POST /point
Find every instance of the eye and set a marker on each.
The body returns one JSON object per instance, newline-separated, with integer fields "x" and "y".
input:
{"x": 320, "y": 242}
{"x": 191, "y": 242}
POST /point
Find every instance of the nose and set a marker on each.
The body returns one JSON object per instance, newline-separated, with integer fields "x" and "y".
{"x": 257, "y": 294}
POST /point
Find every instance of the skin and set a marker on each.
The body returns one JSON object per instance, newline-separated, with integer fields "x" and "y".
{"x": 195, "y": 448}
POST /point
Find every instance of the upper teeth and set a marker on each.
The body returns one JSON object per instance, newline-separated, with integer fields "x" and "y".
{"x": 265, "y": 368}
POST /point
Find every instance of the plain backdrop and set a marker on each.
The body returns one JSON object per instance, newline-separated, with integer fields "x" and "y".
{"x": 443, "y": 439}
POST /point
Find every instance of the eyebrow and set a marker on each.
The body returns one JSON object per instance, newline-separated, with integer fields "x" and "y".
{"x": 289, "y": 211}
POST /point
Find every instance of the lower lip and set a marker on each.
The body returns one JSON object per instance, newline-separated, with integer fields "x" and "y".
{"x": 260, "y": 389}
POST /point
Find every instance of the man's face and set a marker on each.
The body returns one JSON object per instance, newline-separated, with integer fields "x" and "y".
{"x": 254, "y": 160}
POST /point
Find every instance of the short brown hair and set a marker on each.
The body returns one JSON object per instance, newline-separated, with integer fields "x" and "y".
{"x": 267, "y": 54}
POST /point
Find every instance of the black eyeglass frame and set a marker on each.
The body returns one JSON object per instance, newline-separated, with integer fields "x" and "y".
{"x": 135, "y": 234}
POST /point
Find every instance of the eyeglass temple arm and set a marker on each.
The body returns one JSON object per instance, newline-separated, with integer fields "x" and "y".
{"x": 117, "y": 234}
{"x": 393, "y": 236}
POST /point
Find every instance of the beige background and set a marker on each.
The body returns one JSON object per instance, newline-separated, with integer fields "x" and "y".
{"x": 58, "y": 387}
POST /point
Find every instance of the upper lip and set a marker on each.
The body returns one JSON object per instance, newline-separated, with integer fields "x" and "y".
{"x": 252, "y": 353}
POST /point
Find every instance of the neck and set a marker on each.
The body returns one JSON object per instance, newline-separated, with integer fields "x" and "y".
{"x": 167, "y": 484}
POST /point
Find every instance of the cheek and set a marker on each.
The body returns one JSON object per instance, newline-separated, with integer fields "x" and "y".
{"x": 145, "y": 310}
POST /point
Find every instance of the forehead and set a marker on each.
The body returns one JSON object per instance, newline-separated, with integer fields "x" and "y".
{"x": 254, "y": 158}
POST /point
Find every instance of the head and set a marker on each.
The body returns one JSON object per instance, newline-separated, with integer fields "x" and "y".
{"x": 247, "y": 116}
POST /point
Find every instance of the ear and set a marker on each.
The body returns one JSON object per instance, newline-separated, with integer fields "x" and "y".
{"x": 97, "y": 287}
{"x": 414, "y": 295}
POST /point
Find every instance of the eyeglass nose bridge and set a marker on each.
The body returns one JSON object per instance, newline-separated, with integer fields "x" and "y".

==========

**What you have to do**
Identify each line in the data above that contains the string "eyeglass", and copy those lines. Case counts.

**Task response**
Find every instance of the black eyeglass frame and set a marker on each.
Find every instance of the eyeglass temple arm and set a marker on each.
Find every instance of the eyeglass nose bridge and set a marker on each.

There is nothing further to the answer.